=== TEXTAUSZUG ===
-*-*-
Doch das Minus an Aufträgen habe noch einen weiteren Effekt auf die Branche, der die Abwärtsspirale verstärke, erklärt der Maschinenbau-Fachmann: „Alle Betriebe suchen nach zusätzlichen Aufträgen - und das macht sich in den Preisen bemerkbar. Dann gehen plötzlich alle mit den Preisen runter, um die wenigen Aufträge zu ergattern.“
Inzwischen bemerke er aber bei seinen Abnehmern, die vor allem in der Region verortet sind, dass das Geschäft anziehe, wieder Aufträge eingingen. „Wir haben das Glück, dass unsere Kunden wieder mehr investieren, vor allem dadurch, dass sie im Export agieren.“ Im Inland aber, da sei man wohl noch weiter entfernt von einem mutmachenden Aufschwung, schätzt Kretschmer.
Mülheimer Spezialist für Prozessautomatisierung will Jobs schaffen, findet aber keine Mitarbeitenden
Dass sich die Investitionsbereitschaft in Deutschland verändert hat und es für Firmen weniger Planungssicherheit gibt, registriert auch Christian Hacks, Vorstand Personal und Produktion der Isam AG mit Sitz in Heißen. Hacks vermisst Leitplanken des Gesetzgebers, die Unternehmern Klarheit für betriebliche Entscheidungen bieten könnten. „In Deutschland fehlt innovatives Denken, hier dauern etwa Genehmigungsverfahren zu lange, werden halbgare Förderpakete wieder eingestampft, schrecken Bürokratiemonster ab.“ Das halte nicht nur Firmen von Investitionen ab, ist Hacks überzeugt, sondern mache das Land auch nicht attraktiver für einwandernde Fachkräfte.
-*-*-
=== AUFGABE ===
Bitte gib aus dem Textauszug alles von „Mülheimer Spezialist für“ bis hinunter zu „für einwandernde Fachkräfte.“ wortgetreu wieder.

=== Einträge für die Beschriftung von Begrenzungsrahmen ===
-*-*-
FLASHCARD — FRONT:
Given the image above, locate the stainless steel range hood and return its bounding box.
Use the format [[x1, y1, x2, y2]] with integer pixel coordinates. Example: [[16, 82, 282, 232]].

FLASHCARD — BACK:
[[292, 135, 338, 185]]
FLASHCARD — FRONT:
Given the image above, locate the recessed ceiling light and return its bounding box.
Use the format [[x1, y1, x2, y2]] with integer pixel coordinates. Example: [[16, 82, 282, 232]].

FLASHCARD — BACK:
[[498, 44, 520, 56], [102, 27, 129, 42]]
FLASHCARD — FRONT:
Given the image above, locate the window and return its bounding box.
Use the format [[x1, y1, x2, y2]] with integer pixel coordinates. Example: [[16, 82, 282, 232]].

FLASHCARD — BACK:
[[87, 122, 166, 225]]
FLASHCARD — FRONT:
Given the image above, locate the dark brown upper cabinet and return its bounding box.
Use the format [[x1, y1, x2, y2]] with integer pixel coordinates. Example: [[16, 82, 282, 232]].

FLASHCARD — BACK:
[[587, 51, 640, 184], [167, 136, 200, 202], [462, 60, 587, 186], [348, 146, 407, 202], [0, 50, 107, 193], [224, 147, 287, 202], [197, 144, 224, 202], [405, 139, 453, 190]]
-*-*-
=== ANTWORT ZUR AUFGABE ===
Mülheimer Spezialist für Prozessautomatisierung will Jobs schaffen, findet aber keine Mitarbeitenden
Dass sich die Investitionsbereitschaft in Deutschland verändert hat und es für Firmen weniger Planungssicherheit gibt, registriert auch Christian Hacks, Vorstand Personal und Produktion der Isam AG mit Sitz in Heißen. Hacks vermisst Leitplanken des Gesetzgebers, die Unternehmern Klarheit für betriebliche Entscheidungen bieten könnten. „In Deutschland fehlt innovatives Denken, hier dauern etwa Genehmigungsverfahren zu lange, werden halbgare Förderpakete wieder eingestampft, schrecken Bürokratiemonster ab.“ Das halte nicht nur Firmen von Investitionen ab, ist Hacks überzeugt, sondern mache das Land auch nicht attraktiver für einwandernde Fachkräfte.